ACTION ITEM –
Whenever a line contains the string "each", copy it out of the entries.

--- RECORDS SUPPLIED Enclosed Below ---

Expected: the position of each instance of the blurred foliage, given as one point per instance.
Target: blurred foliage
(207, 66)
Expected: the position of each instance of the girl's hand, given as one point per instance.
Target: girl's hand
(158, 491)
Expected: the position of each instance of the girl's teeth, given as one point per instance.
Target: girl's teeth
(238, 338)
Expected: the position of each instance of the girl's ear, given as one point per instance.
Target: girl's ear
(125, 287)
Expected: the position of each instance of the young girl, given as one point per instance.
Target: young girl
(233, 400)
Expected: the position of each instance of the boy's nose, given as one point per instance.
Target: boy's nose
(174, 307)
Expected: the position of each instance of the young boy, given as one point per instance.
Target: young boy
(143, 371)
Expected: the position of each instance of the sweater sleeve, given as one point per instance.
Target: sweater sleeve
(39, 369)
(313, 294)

--- End of Enclosed RECORDS SUPPLIED ---
--- RECORDS SUPPLIED Enclosed Below ---

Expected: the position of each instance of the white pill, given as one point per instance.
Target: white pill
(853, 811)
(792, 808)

--- End of Enclosed RECORDS SUPPLIED ---

EXPECTED ANSWER –
Expected: the position of each instance of the blurred foliage, given as one point per instance.
Expected: the position of each instance of the girl's hand, given as one point per instance.
Expected: the position of each instance of the girl's teeth, given as one point per instance.
Expected: the position of each instance of the girl's ear, given as one point per instance.
Expected: the position of each instance of the young girl, given as one point per instance.
Expected: the position of each instance of the boy's nose, given as one point per instance.
Expected: the position of each instance of the young boy, given as one point per instance.
Expected: the position of each instance of the sweater sleeve, given as one point per instance.
Expected: the position of each instance of the white pill, given as one point per instance.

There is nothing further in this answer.